▸ 出題:
下の感想文を読んで、次の問いに答えてください。
(a) 女は恋愛がうまくいかないとき、どうする習性があると書かれていますか。
(b) 池の端にたたずむ女は、団扇をどうしていますか。
(c) 「これは何でしょう」という女の問いに、看護婦はどう答えましたか。

▸ 抜粋した文章:
感想文・
実感的美弥子考 -もうだまされないぞ
女は恋愛がうまくいかないとき、そばにいるおとなしそうな男を引きずり回し
て、寂しさを紛らわせようとする習性がある。
私だって、学習する。
だまされないぞ。もうだまされないぞ。
(以下の解釈は、個人的感情のために冷静さに欠ける部分があります。)
第二章 ナルシシズムと観客
夏の終わり。池の端の出会い。
三四郎がふと目を上げると、池と樹々と赤煉瓦の建物が織りなす光と影の中に、
団扇を額にかざしてたたずむ女がいる。
三四郎は見とれている。女はそれを知っている。
「これは何でしょう」と女。
「これは椎」看護婦が答える。
「そう、実は生っていないの」
なにか神秘的な会話、意味ありげな仕草。すべて、息を詰めて自分を見ている
観客がいることを知っての、演技だ。
作者はそのことを、下のように明かしている。
>「一寸伺いますが……」と云う声が白い歯の間から出た。きりりとしている。

▸ データの内容:
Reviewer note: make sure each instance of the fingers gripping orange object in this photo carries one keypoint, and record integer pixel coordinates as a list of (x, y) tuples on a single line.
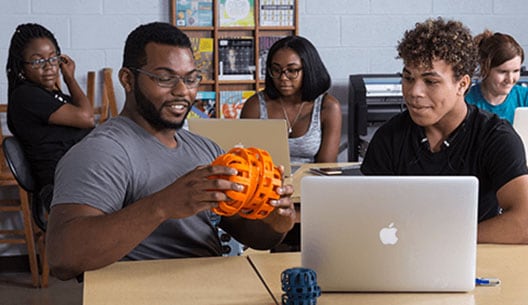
[(258, 175)]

▸ 完成した解答:
(a) そばにいるおとなしそうな男を引きずり回して、寂しさを紛らわせようとする。
(b) 額にかざしている。
(c) 「これは椎」と答えた。